YOUR TASK:
Can you copy the material below word for word, from the line with "Round 1, clue: Find the rocky cliff" through the line with "[288,75,942,322]", keeping both of those lines and nothing outside them?

********

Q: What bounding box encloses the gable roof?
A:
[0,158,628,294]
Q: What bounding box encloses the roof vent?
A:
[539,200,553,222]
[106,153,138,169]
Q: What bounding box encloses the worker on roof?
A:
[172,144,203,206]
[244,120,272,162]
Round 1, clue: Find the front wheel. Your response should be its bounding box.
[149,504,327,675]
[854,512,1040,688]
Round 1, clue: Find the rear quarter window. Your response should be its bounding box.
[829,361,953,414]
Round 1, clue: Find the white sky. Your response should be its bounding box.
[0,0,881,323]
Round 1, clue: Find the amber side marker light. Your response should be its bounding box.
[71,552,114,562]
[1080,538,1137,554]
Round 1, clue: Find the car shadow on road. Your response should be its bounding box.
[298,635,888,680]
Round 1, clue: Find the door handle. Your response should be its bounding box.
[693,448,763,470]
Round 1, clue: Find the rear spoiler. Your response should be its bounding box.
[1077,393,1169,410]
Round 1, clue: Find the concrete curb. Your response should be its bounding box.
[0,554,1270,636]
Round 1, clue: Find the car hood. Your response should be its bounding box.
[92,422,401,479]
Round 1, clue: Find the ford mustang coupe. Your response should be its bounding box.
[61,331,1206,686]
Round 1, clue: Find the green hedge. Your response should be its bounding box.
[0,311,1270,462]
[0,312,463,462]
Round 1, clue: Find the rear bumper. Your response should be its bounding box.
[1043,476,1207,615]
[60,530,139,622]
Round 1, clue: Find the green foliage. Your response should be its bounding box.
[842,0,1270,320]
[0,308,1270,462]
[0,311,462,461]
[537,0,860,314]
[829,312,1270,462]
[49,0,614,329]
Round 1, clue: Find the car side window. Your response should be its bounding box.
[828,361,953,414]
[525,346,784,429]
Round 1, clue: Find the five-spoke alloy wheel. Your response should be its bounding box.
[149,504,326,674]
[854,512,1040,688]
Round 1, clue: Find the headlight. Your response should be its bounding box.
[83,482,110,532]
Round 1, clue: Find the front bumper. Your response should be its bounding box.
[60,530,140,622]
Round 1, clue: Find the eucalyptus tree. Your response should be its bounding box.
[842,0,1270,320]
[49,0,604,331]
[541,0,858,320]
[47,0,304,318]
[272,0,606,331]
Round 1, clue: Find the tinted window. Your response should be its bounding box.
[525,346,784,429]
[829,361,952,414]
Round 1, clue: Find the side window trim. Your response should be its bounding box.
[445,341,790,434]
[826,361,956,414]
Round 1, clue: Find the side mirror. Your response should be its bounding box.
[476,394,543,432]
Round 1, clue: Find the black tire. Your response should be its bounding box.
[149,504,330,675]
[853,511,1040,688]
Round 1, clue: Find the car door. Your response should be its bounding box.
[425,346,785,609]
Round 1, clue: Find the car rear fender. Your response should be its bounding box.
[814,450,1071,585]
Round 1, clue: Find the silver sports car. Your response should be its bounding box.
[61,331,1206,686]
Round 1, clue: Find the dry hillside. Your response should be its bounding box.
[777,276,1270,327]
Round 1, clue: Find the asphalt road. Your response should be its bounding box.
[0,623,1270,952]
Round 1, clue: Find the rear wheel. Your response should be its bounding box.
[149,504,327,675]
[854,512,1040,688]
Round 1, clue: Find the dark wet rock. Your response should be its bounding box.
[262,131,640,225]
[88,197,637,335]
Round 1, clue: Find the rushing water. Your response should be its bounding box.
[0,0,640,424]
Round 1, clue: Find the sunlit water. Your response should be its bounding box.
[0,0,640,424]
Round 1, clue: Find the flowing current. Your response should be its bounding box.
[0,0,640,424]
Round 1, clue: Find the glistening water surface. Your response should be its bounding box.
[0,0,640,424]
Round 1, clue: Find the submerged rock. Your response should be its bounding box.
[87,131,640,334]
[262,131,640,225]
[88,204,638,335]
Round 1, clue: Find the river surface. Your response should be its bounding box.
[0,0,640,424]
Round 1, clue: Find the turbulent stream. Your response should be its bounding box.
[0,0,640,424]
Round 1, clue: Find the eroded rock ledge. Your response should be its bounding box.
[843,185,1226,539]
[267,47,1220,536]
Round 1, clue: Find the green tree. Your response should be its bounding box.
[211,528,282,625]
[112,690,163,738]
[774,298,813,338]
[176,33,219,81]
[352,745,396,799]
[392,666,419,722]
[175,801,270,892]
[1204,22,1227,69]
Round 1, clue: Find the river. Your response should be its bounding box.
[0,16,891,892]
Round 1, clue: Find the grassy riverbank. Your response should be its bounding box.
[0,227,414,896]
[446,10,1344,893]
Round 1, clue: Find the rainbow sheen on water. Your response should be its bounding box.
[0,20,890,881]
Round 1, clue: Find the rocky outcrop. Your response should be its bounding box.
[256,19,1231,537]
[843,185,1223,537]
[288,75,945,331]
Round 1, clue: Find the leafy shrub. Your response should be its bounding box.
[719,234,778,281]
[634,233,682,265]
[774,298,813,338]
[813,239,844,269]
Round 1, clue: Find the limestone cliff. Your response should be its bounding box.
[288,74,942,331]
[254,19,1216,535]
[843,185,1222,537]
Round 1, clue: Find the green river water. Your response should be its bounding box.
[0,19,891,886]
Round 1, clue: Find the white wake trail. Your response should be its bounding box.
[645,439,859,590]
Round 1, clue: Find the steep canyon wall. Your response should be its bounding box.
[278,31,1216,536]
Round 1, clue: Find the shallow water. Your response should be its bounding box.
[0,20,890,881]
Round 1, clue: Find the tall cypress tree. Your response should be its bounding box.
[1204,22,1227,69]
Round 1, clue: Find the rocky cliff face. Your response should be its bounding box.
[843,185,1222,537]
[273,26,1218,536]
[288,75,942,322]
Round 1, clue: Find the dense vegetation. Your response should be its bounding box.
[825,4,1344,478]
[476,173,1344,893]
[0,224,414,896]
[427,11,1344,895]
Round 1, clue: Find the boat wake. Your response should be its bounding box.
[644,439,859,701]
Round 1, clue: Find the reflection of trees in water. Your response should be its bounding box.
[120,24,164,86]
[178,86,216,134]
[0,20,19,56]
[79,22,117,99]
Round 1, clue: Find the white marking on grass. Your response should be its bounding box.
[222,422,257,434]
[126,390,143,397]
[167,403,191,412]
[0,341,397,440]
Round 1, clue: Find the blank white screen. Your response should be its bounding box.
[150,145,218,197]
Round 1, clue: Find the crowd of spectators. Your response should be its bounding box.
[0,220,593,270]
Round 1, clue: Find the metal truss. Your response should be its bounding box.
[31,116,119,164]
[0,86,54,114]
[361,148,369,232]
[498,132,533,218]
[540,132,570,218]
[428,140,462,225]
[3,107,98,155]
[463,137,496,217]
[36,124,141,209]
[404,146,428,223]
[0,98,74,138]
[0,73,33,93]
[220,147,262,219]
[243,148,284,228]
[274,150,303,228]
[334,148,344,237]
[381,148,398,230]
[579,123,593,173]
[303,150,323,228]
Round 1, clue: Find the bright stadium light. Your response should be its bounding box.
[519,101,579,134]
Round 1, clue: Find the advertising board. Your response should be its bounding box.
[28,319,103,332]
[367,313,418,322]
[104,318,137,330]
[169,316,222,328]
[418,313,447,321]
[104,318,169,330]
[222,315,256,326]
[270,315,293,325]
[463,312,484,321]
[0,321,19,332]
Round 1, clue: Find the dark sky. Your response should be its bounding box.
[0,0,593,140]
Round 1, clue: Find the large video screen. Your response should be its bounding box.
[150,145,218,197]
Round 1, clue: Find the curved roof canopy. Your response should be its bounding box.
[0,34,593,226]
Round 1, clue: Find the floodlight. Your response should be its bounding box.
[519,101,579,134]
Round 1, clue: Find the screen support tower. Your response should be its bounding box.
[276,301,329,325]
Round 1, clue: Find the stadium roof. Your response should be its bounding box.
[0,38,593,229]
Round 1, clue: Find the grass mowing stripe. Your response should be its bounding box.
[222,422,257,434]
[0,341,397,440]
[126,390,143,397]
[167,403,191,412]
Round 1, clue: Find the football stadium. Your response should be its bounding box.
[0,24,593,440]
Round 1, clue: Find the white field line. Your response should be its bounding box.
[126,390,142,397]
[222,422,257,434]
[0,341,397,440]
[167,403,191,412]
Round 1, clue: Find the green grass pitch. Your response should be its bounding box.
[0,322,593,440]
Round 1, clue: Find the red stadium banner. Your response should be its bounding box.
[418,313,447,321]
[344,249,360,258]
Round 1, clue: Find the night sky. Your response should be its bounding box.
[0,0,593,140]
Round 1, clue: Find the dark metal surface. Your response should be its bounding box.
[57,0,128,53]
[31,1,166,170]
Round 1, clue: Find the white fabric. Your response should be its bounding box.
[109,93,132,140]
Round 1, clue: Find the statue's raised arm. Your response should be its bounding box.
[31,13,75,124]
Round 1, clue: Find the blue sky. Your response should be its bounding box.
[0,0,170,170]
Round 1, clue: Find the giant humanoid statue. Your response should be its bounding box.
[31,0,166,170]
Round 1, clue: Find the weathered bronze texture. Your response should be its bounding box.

********

TASK RESPONSE:
Round 1, clue: Find the rocky cliff face. Your response should be its bounding box.
[843,185,1222,537]
[273,26,1218,536]
[288,75,942,322]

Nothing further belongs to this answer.